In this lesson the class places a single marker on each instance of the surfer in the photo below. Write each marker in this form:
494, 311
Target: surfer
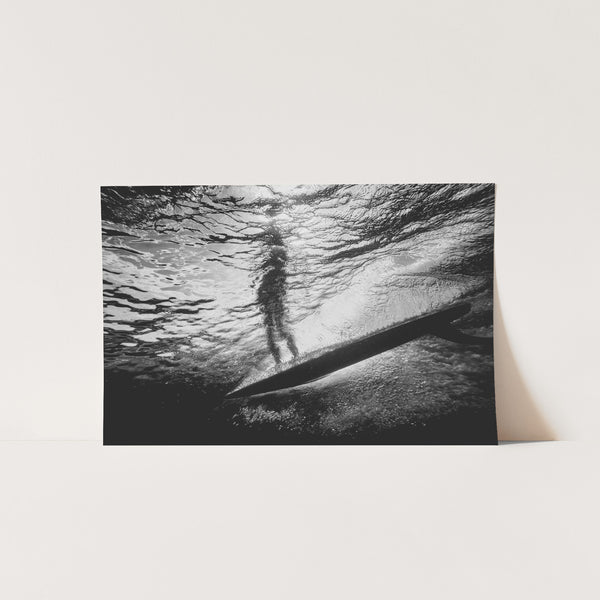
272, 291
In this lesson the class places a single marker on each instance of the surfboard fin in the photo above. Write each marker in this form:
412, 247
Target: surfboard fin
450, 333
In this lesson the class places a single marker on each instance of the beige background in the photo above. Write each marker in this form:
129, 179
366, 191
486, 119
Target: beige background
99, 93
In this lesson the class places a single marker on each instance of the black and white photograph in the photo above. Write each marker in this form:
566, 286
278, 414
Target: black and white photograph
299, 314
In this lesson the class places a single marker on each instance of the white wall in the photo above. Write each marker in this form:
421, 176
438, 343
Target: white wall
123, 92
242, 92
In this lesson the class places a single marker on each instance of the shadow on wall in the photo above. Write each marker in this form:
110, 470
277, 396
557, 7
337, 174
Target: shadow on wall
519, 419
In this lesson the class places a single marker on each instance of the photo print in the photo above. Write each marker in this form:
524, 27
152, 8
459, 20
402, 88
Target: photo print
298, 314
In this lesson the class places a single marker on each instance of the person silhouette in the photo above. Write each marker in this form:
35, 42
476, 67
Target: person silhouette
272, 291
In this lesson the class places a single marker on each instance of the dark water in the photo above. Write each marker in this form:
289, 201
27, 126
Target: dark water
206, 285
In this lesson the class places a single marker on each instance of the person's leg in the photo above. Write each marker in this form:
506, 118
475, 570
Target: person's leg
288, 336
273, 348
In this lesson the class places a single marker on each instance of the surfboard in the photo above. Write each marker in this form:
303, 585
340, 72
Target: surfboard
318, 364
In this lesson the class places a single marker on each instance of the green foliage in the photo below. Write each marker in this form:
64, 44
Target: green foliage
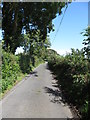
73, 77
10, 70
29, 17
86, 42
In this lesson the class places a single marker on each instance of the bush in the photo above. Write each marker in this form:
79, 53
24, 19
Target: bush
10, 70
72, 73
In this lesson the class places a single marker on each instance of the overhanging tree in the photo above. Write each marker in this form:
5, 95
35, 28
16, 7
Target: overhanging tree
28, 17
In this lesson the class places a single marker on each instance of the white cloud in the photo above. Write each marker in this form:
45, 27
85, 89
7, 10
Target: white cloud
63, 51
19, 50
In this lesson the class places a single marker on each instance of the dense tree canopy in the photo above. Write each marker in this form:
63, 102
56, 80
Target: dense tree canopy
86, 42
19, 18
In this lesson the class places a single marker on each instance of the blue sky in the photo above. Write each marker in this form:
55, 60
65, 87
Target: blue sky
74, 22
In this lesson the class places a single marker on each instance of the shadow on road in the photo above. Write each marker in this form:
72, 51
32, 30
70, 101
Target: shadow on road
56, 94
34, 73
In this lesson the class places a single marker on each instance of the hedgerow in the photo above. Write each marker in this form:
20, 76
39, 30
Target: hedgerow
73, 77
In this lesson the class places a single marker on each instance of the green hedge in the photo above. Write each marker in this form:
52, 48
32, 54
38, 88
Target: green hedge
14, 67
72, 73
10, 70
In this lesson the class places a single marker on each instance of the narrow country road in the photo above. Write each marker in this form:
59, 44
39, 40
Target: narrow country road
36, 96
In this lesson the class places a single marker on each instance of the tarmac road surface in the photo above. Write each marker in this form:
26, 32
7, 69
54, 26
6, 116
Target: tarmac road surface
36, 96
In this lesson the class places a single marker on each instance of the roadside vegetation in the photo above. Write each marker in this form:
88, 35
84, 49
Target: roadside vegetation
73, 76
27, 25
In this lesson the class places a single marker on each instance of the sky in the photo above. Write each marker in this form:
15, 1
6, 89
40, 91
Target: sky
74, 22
*-*-*
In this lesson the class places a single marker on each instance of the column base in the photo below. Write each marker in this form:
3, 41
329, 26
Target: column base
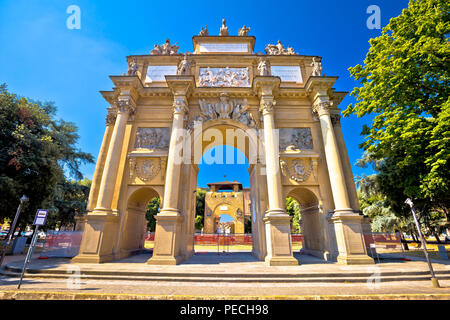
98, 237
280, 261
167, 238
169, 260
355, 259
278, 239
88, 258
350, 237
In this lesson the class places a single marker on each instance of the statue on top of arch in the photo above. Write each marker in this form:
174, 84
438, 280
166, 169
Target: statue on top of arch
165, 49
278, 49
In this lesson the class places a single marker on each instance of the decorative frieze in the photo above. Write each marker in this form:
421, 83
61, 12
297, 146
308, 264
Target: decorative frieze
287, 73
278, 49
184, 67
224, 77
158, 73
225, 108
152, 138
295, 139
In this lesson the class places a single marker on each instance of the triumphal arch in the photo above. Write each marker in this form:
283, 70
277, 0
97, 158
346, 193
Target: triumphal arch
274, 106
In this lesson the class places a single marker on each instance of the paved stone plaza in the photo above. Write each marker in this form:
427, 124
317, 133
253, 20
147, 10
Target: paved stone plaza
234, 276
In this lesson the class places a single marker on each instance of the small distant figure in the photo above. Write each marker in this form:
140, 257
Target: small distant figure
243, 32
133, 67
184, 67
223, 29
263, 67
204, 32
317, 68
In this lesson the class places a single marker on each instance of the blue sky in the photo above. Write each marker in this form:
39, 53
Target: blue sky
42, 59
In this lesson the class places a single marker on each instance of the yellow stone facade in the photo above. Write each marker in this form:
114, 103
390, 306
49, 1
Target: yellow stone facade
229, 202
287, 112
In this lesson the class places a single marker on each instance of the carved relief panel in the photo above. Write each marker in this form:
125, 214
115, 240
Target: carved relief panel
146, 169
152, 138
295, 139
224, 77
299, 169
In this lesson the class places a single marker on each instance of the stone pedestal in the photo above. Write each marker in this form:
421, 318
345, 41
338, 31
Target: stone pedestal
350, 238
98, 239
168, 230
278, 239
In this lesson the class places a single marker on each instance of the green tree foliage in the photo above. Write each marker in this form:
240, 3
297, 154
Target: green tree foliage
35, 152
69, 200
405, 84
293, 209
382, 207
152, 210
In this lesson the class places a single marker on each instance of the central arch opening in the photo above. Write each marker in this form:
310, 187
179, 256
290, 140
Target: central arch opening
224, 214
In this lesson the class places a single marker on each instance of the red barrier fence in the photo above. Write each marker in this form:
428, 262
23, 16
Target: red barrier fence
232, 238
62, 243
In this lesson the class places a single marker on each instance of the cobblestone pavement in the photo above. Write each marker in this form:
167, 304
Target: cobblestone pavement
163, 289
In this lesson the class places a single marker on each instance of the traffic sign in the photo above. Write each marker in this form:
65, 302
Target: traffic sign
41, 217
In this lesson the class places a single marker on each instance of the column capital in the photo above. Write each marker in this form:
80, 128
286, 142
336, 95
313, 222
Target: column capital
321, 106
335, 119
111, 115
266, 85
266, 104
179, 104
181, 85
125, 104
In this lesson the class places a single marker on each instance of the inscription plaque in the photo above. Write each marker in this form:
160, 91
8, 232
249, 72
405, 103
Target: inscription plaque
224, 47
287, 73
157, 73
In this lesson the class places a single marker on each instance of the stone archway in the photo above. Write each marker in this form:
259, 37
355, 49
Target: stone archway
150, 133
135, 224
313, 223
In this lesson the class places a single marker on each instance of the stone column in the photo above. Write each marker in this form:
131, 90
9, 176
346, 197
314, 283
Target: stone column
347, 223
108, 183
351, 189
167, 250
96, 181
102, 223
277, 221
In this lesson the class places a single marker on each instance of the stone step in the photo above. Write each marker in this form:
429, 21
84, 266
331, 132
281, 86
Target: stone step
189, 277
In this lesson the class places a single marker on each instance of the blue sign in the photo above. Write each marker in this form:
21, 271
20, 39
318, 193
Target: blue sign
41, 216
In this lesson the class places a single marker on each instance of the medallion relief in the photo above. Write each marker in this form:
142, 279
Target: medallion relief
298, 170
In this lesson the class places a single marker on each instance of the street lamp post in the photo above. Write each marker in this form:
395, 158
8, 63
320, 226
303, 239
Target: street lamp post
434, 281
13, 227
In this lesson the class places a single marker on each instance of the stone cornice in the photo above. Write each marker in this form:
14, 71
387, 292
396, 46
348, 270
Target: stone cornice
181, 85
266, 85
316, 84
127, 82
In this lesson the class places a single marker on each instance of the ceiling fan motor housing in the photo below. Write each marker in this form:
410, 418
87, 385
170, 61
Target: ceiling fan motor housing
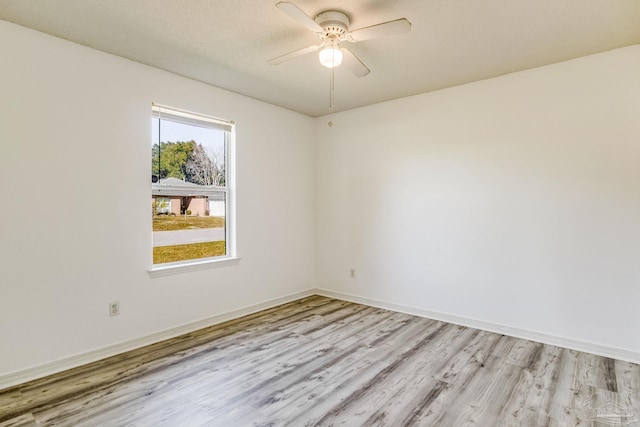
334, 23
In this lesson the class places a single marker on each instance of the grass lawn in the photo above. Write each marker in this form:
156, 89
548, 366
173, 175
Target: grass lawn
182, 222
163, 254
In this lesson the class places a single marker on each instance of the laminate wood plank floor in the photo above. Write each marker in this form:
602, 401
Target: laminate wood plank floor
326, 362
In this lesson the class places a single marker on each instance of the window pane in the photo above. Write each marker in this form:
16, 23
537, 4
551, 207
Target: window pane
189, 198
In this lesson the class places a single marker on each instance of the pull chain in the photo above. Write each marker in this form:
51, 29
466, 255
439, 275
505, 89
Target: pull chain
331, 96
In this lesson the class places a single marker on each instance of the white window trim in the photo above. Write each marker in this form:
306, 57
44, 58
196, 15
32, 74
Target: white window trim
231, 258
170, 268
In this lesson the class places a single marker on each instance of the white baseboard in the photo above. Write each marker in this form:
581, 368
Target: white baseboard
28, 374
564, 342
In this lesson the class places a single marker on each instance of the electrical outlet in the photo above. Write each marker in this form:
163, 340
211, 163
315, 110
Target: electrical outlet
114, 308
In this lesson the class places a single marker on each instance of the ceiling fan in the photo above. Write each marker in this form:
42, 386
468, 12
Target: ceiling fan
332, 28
*-*-*
WHAT THIS TASK INVOLVES:
Filter the lines above, keeping every one that contains the string "shadow", and copy those lines out.

WRITTEN ANSWER:
In this lesson the class places a single marker on each instance of the shadow on wall in the photo above. Write each marker in this form:
Target: shadow on wall
In this lesson the class places a single marker on each instance of the shadow on road in the photo above. Write each marker in this form:
Target: shadow on road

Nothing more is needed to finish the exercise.